━━━ Source extract ━━━

The results of 2013 Employee Benefit Research Institute’s (EBRI)-Greenwald Retirement Confidence Survey were released this summer and provide an informative look at the state of retirement in America. This survey was started in 1993 and is the longest-running annual retirement survey of its kind in the nation. Retirement planners look to gain insight from the survey which will help them understand and anticipate the current and future needs of retirees.
One of the most interesting questions asked in the survey is the amount of money people believe they will need to accumulate in order to retire comfortably. Half of the respondents say $500,000 and about 30% think $250,000 will be enough. Using the 4% rule as a guide, this amount of savings would produce $10,000 to $20,000 per year of income. The average Social Security benefit is about $1,300 per month ($15,600 annually). Will the average retiree be able to live on $25,000 – $35,000 per year? It’s unlikely when you consider the median household income is about $50,000 per year.

━━━

What to do —
A. According to the retirement survey passage, in what year was the survey started?
B. Write out the part of the retirement survey passage starting at "The results of" and ending at "needs of retirees.".
The listing that follows has no connection to the retirement survey passage.

━━━ Records provided ━━━

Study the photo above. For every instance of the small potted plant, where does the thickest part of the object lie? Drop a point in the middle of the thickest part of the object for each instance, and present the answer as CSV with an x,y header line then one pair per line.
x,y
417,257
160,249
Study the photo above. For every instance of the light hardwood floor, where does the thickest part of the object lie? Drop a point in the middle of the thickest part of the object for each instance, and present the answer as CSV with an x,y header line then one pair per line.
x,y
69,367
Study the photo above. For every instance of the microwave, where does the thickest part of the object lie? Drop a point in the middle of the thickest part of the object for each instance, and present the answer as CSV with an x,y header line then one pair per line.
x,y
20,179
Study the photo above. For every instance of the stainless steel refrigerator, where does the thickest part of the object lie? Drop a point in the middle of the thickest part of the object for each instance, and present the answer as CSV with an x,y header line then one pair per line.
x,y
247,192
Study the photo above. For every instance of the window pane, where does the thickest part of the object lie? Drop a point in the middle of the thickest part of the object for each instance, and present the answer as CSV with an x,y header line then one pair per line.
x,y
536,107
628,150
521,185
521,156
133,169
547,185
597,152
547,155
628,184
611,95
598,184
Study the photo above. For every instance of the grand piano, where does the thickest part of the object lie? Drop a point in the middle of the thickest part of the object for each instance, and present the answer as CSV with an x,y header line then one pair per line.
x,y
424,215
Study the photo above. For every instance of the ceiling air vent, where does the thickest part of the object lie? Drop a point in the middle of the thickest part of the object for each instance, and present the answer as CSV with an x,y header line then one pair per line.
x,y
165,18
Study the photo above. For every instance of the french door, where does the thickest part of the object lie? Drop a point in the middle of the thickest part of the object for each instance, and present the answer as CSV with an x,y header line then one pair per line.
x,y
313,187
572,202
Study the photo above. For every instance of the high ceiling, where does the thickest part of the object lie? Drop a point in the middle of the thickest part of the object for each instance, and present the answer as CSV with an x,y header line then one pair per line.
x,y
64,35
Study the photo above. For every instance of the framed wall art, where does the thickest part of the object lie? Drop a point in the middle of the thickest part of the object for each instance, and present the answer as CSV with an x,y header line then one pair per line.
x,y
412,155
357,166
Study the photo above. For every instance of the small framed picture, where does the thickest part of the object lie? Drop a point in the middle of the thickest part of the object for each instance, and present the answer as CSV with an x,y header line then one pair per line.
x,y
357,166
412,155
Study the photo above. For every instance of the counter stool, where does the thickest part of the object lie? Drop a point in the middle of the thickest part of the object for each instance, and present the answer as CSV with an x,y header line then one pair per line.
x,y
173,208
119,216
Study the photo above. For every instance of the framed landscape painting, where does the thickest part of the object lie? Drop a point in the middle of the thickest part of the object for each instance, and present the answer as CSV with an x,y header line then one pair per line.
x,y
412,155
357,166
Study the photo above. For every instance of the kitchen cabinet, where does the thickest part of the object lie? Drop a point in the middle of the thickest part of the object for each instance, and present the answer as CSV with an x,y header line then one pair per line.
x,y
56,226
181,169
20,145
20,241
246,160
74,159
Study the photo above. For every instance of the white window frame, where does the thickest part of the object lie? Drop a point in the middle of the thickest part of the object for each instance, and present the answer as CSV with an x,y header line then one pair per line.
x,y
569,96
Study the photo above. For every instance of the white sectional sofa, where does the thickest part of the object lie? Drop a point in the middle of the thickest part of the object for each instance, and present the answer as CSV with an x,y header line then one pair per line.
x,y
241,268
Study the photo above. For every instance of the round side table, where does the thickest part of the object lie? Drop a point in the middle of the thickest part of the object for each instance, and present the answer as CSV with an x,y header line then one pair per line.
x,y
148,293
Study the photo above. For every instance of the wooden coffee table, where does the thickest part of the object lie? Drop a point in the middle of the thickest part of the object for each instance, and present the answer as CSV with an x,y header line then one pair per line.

━━━

Answers by item number —
A. 1993

B.
The results of 2013 Employee Benefit Research Institute’s (EBRI)-Greenwald Retirement Confidence Survey were released this summer and provide an informative look at the state of retirement in America. This survey was started in 1993 and is the longest-running annual retirement survey of its kind in the nation. Retirement planners look to gain insight from the survey which will help them understand and anticipate the current and future needs of retirees.